→ WHAT TO WORK ON
Copy only this range: the line with "Target: white bowl of corn" through the final line of the material, inclusive at both ends.

→ EXTRACTED INFORMATION
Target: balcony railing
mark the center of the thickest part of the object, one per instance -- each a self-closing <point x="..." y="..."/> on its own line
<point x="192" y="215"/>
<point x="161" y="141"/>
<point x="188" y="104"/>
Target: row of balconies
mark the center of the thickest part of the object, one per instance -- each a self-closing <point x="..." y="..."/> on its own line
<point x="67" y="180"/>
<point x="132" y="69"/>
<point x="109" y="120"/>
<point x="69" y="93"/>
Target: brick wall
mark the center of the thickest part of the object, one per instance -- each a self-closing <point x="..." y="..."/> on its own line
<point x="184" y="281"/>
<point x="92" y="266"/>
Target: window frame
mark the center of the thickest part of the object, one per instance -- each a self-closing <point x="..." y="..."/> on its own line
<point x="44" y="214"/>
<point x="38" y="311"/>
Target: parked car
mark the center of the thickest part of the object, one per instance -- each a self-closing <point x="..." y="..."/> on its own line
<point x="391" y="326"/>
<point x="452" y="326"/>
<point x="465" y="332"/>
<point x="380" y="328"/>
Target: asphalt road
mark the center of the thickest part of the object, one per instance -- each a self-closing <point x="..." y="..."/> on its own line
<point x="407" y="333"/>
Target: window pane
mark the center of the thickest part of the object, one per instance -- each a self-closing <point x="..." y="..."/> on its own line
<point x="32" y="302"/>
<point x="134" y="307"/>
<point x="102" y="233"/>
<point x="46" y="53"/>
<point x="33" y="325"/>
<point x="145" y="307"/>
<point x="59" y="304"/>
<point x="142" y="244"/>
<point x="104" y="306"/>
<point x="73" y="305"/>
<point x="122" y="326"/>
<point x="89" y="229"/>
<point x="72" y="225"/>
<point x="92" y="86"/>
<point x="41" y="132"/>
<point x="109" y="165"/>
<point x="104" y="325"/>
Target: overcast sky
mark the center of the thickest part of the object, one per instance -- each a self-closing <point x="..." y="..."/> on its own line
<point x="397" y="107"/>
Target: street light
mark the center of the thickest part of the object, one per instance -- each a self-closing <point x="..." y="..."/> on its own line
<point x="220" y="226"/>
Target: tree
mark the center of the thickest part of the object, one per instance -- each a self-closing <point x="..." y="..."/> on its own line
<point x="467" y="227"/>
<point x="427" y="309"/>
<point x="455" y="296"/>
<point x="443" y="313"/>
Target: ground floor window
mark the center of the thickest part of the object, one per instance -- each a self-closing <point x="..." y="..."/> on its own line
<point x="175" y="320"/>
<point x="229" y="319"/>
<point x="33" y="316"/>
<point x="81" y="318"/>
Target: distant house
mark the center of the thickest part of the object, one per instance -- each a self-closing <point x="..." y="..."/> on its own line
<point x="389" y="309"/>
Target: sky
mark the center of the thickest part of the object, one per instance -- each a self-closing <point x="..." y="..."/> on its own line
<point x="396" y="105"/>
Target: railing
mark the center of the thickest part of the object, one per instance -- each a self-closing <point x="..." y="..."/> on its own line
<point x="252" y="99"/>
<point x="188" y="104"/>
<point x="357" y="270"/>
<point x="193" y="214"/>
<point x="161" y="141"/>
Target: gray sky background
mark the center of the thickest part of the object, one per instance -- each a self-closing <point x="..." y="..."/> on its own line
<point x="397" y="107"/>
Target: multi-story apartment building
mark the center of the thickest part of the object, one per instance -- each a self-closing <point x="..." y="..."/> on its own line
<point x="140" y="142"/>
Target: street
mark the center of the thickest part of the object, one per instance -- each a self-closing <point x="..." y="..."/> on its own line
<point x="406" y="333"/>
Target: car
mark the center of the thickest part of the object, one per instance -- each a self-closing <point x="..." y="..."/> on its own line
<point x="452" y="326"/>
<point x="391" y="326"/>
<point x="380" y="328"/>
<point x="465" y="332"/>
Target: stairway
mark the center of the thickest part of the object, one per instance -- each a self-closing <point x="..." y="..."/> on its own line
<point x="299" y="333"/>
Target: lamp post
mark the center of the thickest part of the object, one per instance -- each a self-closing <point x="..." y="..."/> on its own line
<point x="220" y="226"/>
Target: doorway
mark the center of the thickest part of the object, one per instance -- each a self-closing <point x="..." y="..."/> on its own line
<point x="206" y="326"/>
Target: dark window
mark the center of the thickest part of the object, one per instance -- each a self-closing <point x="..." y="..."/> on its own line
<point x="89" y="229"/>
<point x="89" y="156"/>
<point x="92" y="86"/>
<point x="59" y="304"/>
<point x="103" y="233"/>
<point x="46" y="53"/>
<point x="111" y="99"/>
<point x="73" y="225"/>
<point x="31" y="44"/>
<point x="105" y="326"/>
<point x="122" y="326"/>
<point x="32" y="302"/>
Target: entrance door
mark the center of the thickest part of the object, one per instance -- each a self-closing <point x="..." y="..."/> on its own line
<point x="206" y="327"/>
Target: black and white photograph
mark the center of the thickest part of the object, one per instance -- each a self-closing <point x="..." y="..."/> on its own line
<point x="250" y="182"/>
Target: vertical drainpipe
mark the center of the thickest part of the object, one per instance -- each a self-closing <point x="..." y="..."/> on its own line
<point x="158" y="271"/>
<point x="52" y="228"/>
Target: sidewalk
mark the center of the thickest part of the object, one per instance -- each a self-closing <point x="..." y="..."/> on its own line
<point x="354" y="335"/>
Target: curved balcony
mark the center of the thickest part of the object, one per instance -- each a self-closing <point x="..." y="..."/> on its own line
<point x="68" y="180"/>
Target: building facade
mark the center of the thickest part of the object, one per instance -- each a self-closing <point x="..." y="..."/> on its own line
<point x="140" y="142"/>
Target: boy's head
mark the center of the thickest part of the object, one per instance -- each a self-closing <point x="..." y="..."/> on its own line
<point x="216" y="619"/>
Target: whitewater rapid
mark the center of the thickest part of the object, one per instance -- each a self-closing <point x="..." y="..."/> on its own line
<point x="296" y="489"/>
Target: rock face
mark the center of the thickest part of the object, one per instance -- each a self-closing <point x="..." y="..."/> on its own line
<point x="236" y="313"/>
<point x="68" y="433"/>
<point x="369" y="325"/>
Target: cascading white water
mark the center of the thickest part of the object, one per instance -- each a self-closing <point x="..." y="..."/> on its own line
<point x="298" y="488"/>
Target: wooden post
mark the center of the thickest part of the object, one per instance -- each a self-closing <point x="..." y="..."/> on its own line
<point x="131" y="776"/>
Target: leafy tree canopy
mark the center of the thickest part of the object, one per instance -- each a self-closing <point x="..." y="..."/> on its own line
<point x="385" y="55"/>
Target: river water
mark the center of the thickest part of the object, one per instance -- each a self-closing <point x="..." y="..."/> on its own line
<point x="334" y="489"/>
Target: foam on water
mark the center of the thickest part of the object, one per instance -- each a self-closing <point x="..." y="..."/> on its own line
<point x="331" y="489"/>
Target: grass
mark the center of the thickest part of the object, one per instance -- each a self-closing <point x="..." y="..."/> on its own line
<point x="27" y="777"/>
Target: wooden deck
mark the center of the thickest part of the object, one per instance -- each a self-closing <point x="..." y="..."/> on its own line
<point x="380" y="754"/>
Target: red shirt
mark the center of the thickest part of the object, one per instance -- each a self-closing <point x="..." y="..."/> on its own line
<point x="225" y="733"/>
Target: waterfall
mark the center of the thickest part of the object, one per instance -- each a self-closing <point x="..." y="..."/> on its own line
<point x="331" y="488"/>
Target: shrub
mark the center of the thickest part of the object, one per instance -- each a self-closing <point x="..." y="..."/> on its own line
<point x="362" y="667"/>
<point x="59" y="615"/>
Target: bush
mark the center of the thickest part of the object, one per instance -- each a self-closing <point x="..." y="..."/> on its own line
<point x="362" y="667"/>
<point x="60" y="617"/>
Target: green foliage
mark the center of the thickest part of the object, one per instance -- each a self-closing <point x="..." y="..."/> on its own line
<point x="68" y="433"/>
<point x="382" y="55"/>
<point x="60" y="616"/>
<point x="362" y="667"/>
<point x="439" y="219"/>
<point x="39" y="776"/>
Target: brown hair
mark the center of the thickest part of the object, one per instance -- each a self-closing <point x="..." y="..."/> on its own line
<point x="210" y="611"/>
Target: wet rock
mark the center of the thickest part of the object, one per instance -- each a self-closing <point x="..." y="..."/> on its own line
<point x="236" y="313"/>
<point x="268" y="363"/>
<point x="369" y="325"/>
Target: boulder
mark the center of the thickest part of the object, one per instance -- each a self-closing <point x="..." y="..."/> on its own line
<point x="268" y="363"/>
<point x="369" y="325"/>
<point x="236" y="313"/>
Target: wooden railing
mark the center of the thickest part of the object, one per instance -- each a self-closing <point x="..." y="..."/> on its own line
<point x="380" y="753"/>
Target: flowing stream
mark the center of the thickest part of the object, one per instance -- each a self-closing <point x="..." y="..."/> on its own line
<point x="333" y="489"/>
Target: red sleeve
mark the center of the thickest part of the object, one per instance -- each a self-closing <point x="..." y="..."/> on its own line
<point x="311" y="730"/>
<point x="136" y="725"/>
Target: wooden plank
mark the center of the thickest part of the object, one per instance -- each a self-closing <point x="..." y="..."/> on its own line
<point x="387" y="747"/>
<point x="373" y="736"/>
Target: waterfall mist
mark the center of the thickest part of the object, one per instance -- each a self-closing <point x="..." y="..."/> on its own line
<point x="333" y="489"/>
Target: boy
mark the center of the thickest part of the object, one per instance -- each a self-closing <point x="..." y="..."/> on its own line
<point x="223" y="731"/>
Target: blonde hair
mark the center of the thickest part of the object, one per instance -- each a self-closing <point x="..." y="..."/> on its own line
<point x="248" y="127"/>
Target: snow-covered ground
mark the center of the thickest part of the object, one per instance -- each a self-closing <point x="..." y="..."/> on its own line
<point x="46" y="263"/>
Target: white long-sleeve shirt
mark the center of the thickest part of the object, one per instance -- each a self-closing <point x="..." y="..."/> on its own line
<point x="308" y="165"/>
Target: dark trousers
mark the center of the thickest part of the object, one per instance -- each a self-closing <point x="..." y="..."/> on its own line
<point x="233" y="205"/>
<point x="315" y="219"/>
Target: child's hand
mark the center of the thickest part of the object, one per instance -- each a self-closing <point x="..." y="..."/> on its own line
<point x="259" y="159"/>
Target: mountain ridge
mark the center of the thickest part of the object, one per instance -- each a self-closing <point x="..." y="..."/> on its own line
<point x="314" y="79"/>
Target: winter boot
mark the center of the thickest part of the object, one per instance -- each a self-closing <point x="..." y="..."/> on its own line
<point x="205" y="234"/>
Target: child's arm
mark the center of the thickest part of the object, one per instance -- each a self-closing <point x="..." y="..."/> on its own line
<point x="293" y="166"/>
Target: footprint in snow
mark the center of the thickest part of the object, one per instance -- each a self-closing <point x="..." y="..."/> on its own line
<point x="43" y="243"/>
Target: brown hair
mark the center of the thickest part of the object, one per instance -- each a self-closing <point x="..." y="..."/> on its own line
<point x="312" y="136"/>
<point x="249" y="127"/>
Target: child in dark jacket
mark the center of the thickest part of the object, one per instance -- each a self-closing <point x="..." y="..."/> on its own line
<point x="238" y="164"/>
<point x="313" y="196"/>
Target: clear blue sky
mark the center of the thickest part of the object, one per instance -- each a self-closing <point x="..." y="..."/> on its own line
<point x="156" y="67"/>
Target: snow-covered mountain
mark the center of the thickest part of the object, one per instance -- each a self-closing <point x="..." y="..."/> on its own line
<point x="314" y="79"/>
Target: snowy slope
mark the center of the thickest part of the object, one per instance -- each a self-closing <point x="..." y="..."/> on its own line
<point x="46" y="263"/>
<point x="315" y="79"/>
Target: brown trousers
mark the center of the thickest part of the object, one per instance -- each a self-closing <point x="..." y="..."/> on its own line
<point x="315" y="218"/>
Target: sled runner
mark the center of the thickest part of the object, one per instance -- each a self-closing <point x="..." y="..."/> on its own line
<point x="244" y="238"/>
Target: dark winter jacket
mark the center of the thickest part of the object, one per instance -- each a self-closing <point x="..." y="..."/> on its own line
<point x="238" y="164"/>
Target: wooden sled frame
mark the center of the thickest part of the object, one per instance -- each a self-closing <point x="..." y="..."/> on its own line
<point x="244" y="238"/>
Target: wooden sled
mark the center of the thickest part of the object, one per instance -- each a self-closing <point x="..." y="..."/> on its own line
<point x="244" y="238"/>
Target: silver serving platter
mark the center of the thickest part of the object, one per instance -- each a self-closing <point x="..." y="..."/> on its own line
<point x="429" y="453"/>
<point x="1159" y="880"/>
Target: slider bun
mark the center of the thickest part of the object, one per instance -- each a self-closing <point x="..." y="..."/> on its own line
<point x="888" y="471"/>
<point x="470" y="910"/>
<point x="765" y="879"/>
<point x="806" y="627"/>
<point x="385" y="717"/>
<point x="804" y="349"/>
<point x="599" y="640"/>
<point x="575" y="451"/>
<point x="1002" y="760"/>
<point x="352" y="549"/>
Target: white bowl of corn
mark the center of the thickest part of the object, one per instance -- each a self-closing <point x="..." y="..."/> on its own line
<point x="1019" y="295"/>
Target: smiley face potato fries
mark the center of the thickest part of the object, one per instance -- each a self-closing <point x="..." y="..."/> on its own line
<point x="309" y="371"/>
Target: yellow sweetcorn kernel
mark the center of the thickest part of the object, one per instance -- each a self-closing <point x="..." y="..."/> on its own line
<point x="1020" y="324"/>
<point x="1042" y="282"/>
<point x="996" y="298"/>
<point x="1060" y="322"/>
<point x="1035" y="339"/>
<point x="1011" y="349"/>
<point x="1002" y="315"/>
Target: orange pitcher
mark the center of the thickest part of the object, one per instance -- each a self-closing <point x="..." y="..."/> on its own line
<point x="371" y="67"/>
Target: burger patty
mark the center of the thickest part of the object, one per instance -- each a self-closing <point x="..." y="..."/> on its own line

→ FINAL RESULT
Target: white bowl of corn
mark the center of the thickest part of the object, one per instance -- each a self-closing <point x="..." y="..."/> on its own line
<point x="1019" y="295"/>
Target: smiley face potato fries
mark the center of the thickest part of the object, one per instance -- each a self-closing <point x="..." y="..."/> on its own line
<point x="309" y="371"/>
Target: yellow sweetcorn kernel
mark the center of the thickest part of the object, one per instance -- each a self-closing <point x="..." y="..."/> on its own line
<point x="1020" y="324"/>
<point x="1042" y="282"/>
<point x="996" y="298"/>
<point x="1060" y="322"/>
<point x="1035" y="339"/>
<point x="1011" y="349"/>
<point x="1002" y="315"/>
Target: orange pitcher
mark the center of the thickest part of the object, one per instance -- each a self-closing <point x="..." y="..."/> on its own line
<point x="371" y="67"/>
Target: burger patty
mark the center of the thickest part of the object, one per instance -- each a self-closing <point x="..." y="..."/> on its own line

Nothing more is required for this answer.